Request a: In the passage on radio indecency fines, what reason does the text give for the FCC fining Clear Channel Communications? Answer in one to three sentences.

*** Excerpted passage

The heat is being turned up on radio stations for broadcasting indecent material. The Federal Communications Commission (FCC) has fined Clear Channel Communications nearly half a million dollars for broadcasting several minutes of lewd remarks by radio star Howard Stern back in April. Clear Channel has since stopped carrying the program on its six stations. The FCC is also investigating whether to impose fines on Infinity Broadcasting, a unit of Viacom, which broadcasts Stern’s program on 18 stations and distributes it to others. Stern has not been the only target. Congress has also joined the battle to clean up the airwaves.
Which brings up a question that hardly anyone seems interested in: Whose airwaves are they? The standard answer is that they belong to the public. Throughout the debate over what can and cannot be broadcast, no one has questioned that premise. Even people who ordinarily extol private property as a pillar of Western civilization are strangely enthusiastic about collectivism when it comes to the broadcast spectrum. In a statement typical of those battling indecency, L. Brent Bozell III, president of the Parents Television Council, asks, “Why does the FCC ignore its Congressionally mandated role to enforce broadcast decency standards over the publicly owned airways?”

******

Request b: Copy out the records verbatim, starting with the line that contains "If you would be willing to tag the dry" and continuing through the end of the records. Leave the pictures out.

*** Material provided

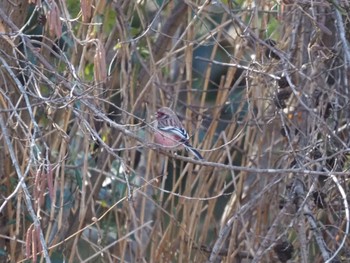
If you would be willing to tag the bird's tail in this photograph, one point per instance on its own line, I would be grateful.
(189, 148)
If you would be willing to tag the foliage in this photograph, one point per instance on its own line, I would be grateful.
(262, 89)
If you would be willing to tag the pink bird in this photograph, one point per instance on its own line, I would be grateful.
(170, 132)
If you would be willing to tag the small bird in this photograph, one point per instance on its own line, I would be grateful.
(170, 132)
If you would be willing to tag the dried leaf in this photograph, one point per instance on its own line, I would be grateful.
(86, 9)
(100, 71)
(53, 20)
(29, 240)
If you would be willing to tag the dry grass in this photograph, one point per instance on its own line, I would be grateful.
(81, 180)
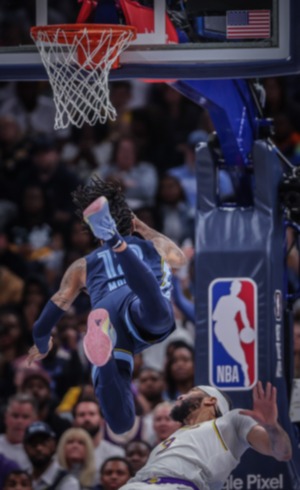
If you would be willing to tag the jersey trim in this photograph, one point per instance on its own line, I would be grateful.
(219, 435)
(123, 355)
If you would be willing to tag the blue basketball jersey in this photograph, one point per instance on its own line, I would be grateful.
(105, 275)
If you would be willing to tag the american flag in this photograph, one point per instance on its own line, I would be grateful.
(248, 24)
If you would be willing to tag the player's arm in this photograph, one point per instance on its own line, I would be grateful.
(267, 437)
(72, 283)
(243, 314)
(166, 248)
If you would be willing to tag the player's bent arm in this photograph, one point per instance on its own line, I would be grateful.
(271, 441)
(72, 283)
(166, 248)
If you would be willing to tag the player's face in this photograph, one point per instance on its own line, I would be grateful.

******

Task result a: The FCC fined Clear Channel nearly half a million dollars because its stations broadcast several minutes of lewd remarks by radio star Howard Stern in April.

Task result b:
If you would be willing to tag the dry grass in this photograph, one point per instance on its own line, I would be grateful.
(81, 180)
If you would be willing to tag the jersey trim in this photograph, one point per instance on its own line, I would be grateful.
(219, 435)
(123, 355)
If you would be willing to tag the blue basketball jersey in this photograph, one point per instance on its own line, I would be grateful.
(105, 275)
If you would be willing to tag the american flag in this photograph, one point per instance on its own line, I would be grateful.
(248, 24)
If you would be willing to tag the player's arm in this photograph, one point per instance on its own line, I would be grateful.
(267, 437)
(72, 283)
(243, 314)
(166, 248)
If you would be willing to tag the player's bent arm in this photograph, one point per instance on its own line, I would be grateful.
(271, 441)
(72, 283)
(166, 248)
If you would be willing to tag the player's face in this photograph, one point per instance on its own line, I would be grateful.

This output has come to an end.